● **Instructions for the task**
Taking the line that contains "Phrase: silver spoon" as the first, copy exactly every line through the last line of the records, and nothing else.

● **Data shown**
______

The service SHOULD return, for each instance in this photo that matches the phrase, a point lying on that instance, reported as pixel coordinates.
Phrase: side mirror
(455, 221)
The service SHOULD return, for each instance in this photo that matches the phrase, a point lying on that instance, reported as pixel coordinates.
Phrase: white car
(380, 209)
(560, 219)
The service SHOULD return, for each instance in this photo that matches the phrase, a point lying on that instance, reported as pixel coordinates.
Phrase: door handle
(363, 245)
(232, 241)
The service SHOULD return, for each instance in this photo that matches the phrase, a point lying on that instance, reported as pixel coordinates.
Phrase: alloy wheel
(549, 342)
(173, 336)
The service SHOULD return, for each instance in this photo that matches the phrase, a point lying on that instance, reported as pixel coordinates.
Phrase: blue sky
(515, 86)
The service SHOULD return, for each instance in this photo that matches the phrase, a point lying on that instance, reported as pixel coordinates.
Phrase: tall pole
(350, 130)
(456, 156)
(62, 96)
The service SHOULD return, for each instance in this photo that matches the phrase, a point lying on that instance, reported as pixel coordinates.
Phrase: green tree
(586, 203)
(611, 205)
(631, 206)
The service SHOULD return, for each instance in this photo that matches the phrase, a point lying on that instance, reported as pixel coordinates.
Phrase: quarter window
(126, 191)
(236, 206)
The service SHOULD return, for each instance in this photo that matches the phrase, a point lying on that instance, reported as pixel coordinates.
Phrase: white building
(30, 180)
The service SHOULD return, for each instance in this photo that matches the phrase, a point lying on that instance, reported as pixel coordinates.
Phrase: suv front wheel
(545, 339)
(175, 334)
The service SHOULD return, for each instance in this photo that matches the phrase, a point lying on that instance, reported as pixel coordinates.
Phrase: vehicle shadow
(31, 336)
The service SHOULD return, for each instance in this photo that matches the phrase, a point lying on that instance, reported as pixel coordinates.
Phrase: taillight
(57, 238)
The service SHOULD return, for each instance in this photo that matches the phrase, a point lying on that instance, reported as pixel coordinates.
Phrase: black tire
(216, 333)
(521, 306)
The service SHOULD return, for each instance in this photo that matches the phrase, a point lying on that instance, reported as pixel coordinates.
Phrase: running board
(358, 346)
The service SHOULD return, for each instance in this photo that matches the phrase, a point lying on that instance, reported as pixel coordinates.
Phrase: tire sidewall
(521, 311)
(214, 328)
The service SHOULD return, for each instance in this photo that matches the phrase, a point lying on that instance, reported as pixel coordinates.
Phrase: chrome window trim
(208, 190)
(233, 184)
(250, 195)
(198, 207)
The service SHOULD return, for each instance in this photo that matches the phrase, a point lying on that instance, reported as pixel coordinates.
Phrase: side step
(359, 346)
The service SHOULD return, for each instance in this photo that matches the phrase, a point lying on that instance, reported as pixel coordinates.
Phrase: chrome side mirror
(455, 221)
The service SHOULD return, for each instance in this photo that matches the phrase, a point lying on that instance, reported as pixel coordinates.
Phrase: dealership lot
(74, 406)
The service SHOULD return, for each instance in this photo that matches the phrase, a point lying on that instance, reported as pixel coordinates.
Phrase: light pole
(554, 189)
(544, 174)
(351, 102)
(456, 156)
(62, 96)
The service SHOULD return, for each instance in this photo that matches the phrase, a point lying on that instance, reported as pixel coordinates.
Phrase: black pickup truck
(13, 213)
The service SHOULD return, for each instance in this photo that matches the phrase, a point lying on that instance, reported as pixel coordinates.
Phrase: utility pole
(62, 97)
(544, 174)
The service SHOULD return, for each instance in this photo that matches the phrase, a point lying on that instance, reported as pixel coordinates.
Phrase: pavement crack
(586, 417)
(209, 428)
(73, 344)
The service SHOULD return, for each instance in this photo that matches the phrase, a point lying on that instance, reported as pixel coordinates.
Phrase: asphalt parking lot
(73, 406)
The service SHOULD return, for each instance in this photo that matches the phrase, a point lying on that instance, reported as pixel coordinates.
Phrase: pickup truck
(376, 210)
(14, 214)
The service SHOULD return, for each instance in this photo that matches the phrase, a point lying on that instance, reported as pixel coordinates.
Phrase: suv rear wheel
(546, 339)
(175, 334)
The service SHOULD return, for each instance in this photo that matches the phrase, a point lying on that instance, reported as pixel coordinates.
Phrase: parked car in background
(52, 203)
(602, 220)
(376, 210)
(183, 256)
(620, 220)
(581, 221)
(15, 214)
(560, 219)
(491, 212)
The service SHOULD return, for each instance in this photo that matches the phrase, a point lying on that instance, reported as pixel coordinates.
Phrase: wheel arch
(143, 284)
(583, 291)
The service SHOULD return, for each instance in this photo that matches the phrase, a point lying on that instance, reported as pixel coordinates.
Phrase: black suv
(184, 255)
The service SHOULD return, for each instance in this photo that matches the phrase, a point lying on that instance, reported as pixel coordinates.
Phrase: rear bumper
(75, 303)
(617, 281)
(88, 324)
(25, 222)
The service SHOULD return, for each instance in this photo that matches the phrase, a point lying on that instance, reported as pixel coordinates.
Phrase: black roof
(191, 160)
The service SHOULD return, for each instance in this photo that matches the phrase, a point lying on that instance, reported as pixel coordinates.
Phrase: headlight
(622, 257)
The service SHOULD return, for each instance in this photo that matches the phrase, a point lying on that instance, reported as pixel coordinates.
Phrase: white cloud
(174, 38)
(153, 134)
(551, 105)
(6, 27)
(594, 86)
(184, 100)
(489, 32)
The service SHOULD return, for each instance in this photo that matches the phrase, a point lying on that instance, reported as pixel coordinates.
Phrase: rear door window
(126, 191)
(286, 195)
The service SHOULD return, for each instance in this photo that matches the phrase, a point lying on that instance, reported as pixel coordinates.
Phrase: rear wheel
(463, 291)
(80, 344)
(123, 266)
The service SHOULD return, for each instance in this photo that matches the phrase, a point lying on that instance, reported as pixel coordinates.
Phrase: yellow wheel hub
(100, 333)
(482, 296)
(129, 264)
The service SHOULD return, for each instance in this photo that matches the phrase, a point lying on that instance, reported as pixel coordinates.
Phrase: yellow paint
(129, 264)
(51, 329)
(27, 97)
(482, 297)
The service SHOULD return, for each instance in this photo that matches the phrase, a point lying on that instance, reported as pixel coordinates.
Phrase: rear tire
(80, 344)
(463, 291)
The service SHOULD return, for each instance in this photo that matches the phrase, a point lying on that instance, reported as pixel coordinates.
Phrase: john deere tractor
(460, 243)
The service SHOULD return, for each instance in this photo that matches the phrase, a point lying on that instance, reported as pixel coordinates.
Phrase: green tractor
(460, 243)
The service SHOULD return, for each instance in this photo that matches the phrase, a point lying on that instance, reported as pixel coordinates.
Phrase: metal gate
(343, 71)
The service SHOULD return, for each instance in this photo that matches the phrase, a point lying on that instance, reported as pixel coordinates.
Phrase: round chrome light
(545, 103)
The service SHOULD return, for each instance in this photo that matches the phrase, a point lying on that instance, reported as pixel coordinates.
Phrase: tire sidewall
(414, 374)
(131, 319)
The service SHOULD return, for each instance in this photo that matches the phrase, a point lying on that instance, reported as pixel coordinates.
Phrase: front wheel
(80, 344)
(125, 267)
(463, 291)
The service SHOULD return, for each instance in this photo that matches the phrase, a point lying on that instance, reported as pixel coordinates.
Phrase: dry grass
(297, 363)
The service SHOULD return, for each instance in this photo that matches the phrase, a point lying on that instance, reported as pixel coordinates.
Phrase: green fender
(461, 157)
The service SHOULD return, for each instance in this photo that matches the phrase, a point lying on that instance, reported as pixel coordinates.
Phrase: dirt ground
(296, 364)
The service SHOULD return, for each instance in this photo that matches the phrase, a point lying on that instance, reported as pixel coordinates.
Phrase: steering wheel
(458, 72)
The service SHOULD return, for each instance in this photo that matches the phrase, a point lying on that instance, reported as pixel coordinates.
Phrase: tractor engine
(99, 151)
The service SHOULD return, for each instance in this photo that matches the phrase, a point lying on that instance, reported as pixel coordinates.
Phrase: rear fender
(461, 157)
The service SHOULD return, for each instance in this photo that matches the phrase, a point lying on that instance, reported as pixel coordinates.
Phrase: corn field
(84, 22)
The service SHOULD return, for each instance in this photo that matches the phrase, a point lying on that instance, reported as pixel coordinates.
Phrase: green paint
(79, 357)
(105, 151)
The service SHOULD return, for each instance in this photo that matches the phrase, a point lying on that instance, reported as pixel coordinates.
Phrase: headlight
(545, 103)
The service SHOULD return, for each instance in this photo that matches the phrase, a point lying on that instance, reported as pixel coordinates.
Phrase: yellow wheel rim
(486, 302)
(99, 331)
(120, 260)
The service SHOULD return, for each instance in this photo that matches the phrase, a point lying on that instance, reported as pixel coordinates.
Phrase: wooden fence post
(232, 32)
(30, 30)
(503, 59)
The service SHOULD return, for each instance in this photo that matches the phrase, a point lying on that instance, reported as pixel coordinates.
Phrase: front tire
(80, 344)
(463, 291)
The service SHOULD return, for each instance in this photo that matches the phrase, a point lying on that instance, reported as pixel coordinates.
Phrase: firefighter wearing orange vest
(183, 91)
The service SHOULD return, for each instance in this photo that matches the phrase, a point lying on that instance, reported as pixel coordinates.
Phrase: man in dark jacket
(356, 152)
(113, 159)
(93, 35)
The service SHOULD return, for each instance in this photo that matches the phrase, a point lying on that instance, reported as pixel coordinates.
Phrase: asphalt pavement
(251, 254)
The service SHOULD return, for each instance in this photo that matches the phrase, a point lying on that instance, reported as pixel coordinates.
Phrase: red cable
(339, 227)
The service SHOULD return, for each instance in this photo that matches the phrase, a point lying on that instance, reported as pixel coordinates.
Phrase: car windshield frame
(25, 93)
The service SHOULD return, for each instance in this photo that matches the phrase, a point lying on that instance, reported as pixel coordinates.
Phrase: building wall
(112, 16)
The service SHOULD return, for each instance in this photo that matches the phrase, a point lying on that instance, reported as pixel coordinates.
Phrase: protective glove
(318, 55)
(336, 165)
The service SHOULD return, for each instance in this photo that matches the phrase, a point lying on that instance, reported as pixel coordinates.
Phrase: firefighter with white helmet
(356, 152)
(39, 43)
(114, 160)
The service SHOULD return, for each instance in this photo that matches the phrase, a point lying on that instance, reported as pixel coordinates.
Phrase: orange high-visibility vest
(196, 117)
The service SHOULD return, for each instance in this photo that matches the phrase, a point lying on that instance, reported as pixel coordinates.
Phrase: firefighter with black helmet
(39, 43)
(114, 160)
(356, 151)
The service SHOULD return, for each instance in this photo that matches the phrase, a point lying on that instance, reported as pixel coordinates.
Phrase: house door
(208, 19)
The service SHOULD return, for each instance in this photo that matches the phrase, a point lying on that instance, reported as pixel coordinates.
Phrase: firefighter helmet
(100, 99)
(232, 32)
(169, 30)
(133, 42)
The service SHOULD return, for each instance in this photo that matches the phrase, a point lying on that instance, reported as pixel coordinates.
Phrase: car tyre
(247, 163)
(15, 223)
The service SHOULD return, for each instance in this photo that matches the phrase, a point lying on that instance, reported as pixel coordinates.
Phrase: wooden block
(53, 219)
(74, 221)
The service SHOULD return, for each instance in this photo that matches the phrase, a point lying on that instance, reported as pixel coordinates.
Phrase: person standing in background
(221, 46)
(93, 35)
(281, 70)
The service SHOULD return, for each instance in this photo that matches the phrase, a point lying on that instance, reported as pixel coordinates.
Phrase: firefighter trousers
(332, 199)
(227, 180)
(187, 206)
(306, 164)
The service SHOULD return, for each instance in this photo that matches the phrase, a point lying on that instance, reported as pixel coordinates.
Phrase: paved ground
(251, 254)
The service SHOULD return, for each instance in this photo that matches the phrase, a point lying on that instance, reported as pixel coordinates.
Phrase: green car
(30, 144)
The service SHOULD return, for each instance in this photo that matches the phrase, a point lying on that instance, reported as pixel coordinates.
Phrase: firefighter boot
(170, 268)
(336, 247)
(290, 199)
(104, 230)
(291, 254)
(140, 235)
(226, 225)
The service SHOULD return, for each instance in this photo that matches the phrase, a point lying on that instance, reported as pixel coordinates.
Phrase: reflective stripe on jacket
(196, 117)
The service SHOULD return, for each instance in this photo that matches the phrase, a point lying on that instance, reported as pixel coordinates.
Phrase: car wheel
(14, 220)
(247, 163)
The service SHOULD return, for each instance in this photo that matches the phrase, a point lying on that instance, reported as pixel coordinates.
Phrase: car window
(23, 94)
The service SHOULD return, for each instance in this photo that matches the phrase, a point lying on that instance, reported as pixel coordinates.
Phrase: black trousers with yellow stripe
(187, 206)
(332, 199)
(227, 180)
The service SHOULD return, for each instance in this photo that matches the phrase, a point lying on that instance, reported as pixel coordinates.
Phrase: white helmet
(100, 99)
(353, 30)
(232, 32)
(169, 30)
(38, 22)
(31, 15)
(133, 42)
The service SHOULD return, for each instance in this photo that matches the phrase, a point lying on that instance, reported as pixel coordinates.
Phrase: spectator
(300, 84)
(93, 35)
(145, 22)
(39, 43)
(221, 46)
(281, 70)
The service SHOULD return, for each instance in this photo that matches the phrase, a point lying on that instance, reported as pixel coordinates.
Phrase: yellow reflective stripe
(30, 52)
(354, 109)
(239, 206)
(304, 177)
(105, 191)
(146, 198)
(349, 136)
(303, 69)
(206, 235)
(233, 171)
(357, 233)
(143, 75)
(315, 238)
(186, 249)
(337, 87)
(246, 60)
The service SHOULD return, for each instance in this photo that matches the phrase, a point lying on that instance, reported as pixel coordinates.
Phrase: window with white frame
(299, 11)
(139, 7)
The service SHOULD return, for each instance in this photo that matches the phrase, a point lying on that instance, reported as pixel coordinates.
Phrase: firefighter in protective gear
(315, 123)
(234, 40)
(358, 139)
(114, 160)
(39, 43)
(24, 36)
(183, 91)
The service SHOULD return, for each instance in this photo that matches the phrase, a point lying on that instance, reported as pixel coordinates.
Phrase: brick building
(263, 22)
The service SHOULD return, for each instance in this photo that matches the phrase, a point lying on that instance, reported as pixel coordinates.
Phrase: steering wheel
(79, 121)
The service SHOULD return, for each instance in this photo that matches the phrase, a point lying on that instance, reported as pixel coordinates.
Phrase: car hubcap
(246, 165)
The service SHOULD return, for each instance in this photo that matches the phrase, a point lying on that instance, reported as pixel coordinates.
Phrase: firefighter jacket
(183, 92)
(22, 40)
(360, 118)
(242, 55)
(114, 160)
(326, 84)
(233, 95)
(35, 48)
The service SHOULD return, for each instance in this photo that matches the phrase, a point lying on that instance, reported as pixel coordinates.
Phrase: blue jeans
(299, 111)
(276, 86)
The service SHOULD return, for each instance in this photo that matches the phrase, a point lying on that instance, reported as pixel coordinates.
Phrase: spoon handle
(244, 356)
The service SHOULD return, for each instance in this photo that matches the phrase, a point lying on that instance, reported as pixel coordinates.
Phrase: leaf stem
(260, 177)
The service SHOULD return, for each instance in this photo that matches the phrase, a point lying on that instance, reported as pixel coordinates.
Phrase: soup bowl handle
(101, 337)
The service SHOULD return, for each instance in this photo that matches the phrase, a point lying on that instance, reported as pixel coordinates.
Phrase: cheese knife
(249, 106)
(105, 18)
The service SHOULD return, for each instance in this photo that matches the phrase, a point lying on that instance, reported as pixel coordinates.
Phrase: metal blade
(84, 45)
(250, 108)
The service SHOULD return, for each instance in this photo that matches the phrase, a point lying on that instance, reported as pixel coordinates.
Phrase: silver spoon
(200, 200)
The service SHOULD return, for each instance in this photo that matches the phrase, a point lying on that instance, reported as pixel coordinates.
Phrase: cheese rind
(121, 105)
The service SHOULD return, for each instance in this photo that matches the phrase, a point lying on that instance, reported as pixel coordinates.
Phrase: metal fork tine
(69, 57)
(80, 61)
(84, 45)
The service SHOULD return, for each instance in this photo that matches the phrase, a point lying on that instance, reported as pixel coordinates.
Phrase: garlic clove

______

● **Output below**
Phrase: silver spoon
(200, 200)
The service SHOULD return, for each instance in this photo that matches the phrase, a point lying on that instance, reported as pixel coordinates.
Phrase: cheese rind
(121, 105)
The service SHOULD return, for each instance in this photo that matches the phrase, a point lying on that instance, reported as pixel coordinates.
Phrase: metal fork tine
(69, 57)
(80, 61)
(84, 45)
The service SHOULD return, for each instance in this photo that matches the phrase, a point lying on that instance, reported as pixel coordinates.
Phrase: garlic clove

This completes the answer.